▸ SOURCE EXTRACT
Minnesota health officials have confirmed a case of measles in a University of Minnesota-Twin Cities student, according to the school Wednesday.
The ill student, a 20-year-old male, had recently returned from international travel, and is now self-isolating off campus while recovering. Prior to being diagnosed, the student attended classes from January 20 through January 23 on the East Bank, and had visited the University Recreation and Wellness Center on the evening of January 20.
The University of Minnesota’s Academic Health Center and Boynton Health Service are working closely with public health officials to contact anyone who may have been exposed to measles from the ill student. Local physicians, clinics and hospitals are being alerted to watch for patients with measles symptoms.
The University states that students, faculty and staff who have been immunized against measles are not at risk, and the University population is highly immunized due to enrollment requirements. However, because measles is highly infectious among those who have not been vaccinated, the University is sharing this information as a precaution.

(Referring expression data)
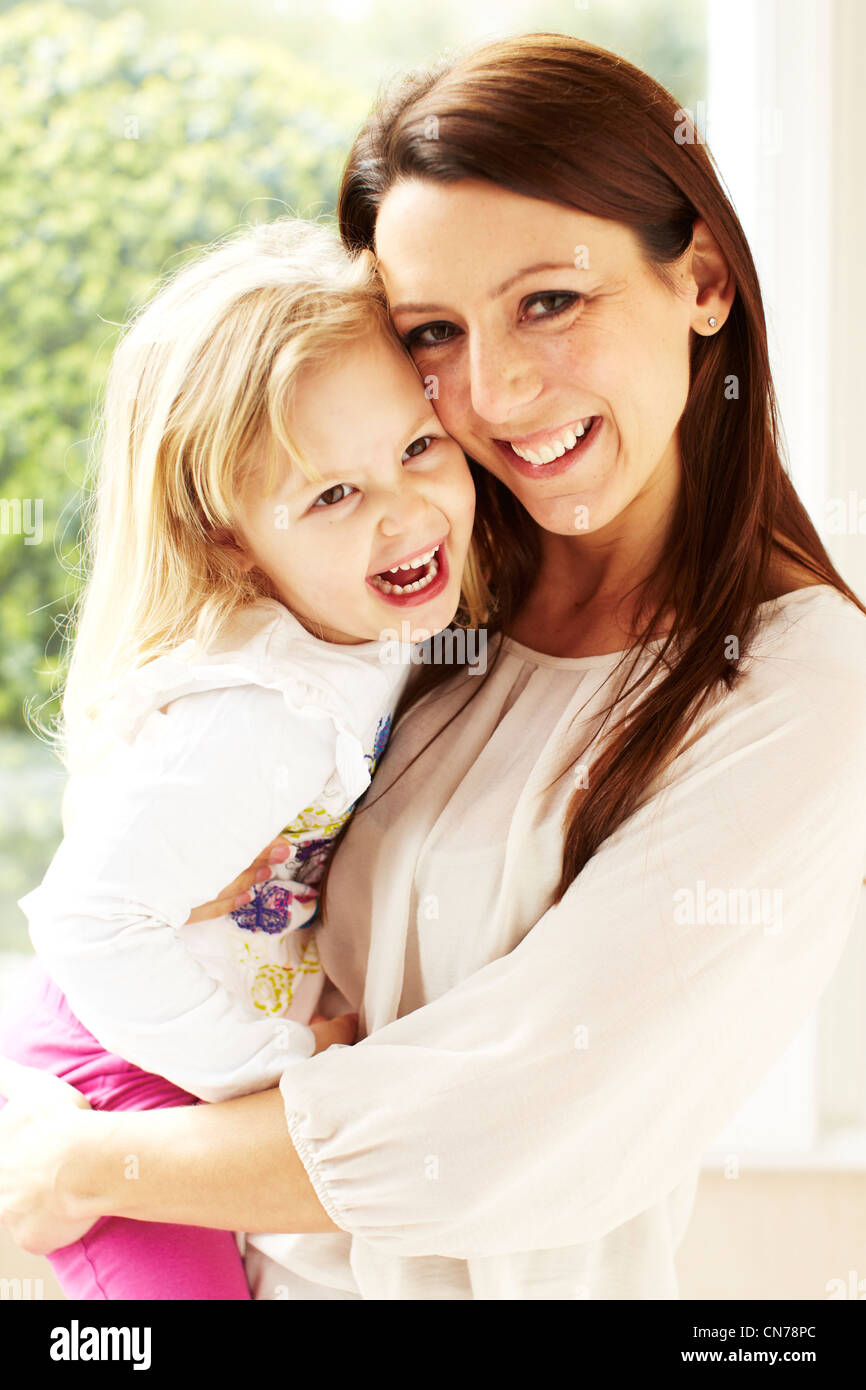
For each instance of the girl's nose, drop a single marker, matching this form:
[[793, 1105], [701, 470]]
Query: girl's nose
[[403, 513]]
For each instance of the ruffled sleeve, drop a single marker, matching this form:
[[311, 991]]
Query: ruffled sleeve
[[566, 1087]]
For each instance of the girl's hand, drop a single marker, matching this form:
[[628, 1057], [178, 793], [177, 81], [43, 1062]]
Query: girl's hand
[[334, 1030], [238, 891], [41, 1127]]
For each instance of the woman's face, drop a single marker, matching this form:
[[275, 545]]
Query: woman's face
[[531, 323]]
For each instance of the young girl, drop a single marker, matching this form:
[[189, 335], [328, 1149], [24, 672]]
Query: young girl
[[275, 499]]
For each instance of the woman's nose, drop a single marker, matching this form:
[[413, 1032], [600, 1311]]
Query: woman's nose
[[502, 381]]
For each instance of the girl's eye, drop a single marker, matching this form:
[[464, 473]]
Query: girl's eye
[[435, 334], [552, 302], [417, 446], [330, 498]]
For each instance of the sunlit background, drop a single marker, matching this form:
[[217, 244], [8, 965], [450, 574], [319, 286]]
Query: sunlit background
[[132, 136]]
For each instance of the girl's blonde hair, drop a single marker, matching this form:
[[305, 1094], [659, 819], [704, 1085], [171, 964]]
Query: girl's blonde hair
[[203, 371]]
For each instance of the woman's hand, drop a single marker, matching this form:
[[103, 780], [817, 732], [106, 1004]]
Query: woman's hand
[[238, 893], [41, 1127]]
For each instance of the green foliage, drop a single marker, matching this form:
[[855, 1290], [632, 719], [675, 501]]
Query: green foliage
[[121, 152]]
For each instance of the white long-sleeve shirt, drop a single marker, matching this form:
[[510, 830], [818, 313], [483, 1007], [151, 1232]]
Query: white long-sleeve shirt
[[203, 759], [527, 1112]]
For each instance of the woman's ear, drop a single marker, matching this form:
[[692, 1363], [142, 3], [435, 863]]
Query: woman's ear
[[712, 278]]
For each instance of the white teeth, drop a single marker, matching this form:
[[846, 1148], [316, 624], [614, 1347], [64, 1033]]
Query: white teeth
[[555, 448], [419, 559], [407, 588]]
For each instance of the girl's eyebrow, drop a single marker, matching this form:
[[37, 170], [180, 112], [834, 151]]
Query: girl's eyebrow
[[328, 480], [406, 307]]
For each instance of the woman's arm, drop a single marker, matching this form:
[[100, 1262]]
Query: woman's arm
[[61, 1168], [569, 1086]]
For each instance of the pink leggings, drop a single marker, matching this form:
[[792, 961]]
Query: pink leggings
[[117, 1258]]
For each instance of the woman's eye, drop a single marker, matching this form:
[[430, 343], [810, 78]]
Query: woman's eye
[[552, 303], [332, 495], [435, 334], [417, 446]]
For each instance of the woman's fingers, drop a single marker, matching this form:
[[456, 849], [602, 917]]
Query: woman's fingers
[[34, 1090], [239, 891]]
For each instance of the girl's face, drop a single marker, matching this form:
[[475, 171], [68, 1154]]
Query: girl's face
[[381, 541], [560, 360]]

▸ PROBLEM STATEMENT
Carry on the report about the measles case in a University of Minnesota student from its last sentence. The listing plays no part in what comes next.

▸ RESULT FOR THIS TASK
“Measles is an extremely contagious disease, and potentially very serious for those who haven’t been vaccinated,” said Dr. Ed Ehlinger, Minnesota Commissioner of Health. “We are going to be watching this situation very closely, and we will be working with officials at the University and Fairview to protect the health of other students, faculty and health care providers.”
Dr. Ehlinger emphasized that the potential risk to the general public is very low, but stressed that people should take proper precautions to protect themselves and their children against the disease. In particular, he called on Minnesota parents to make sure their children have been properly immunized against measles. People who have questions about their immunization status or concerns about their health should contact their health care provider.
MDH officials emphasized that the Minnesota case does not appear to have any connection with the measles outbreak that has been taking place recently in Southern California.